## Stated task
Can you arrange the part of the listing that opens with the line containing "the river island" and closes with the line containing "pixel 300 442", both ends included, as a JSON list of strings with one string per line and no blank lines?

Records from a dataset
++++++++++
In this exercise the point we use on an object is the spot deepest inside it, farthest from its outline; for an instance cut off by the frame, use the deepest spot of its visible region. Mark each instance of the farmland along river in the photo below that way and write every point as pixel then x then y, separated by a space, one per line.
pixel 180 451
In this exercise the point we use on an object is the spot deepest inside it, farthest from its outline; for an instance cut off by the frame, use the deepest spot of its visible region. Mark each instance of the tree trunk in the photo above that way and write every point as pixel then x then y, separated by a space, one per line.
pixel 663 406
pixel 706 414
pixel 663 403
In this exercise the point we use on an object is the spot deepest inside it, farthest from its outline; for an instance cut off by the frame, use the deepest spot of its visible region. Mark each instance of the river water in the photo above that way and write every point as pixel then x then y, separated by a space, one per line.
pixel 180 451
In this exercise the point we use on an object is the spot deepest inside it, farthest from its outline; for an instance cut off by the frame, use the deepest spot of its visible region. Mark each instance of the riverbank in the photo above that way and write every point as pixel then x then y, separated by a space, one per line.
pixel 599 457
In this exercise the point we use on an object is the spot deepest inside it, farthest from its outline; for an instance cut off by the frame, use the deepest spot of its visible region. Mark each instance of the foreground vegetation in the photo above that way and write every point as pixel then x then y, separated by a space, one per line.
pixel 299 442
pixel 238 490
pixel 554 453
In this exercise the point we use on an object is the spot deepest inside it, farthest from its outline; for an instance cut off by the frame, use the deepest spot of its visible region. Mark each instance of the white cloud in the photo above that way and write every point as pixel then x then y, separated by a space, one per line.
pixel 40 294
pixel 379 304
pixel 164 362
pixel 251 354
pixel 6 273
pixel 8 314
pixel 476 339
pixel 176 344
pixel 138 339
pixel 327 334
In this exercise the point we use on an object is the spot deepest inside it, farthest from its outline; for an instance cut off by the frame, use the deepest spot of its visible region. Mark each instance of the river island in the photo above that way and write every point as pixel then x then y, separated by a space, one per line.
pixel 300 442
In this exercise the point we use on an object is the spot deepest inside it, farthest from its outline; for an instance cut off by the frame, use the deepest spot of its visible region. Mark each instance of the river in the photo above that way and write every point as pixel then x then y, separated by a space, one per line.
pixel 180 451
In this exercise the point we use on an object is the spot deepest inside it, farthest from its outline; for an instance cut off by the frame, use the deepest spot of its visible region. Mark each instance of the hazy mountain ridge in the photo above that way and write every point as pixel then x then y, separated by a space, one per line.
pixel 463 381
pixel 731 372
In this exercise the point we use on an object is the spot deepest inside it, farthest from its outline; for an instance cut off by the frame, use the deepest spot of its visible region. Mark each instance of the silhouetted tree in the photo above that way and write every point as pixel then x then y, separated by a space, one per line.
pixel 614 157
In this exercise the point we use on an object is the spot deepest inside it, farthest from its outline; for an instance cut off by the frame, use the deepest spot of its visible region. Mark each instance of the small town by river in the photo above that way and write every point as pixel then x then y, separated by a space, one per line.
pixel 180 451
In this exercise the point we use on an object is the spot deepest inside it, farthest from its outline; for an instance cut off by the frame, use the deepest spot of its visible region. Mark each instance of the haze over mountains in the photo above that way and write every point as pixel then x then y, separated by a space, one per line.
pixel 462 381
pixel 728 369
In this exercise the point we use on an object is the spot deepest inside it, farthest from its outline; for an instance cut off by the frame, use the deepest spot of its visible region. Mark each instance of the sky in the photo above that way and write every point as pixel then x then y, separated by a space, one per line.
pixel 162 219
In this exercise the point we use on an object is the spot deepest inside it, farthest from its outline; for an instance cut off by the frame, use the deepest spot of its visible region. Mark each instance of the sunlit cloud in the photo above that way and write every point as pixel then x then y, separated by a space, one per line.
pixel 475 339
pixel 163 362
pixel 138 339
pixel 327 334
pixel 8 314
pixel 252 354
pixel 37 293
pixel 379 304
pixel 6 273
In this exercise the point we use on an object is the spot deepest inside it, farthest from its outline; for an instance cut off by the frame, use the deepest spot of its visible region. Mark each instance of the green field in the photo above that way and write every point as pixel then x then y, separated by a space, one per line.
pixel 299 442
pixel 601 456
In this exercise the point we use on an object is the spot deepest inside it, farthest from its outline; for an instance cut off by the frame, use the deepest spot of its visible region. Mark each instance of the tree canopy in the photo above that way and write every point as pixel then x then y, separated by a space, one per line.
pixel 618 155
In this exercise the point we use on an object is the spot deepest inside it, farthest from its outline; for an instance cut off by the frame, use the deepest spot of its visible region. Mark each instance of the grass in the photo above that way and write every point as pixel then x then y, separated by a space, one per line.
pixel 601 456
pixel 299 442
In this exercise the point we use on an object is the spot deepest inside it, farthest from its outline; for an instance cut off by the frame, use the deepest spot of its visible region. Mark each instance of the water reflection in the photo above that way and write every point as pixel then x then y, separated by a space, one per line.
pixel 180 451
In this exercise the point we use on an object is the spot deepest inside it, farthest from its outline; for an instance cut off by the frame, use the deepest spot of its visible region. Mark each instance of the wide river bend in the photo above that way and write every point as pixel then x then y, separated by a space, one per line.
++++++++++
## Solution below
[
  "In this exercise the point we use on an object is the spot deepest inside it, farthest from its outline; for an instance cut off by the frame, use the deepest spot of its visible region. Mark each instance of the river island in the photo above that way and write every point as pixel then x then y, separated by a space, one per line.",
  "pixel 300 442"
]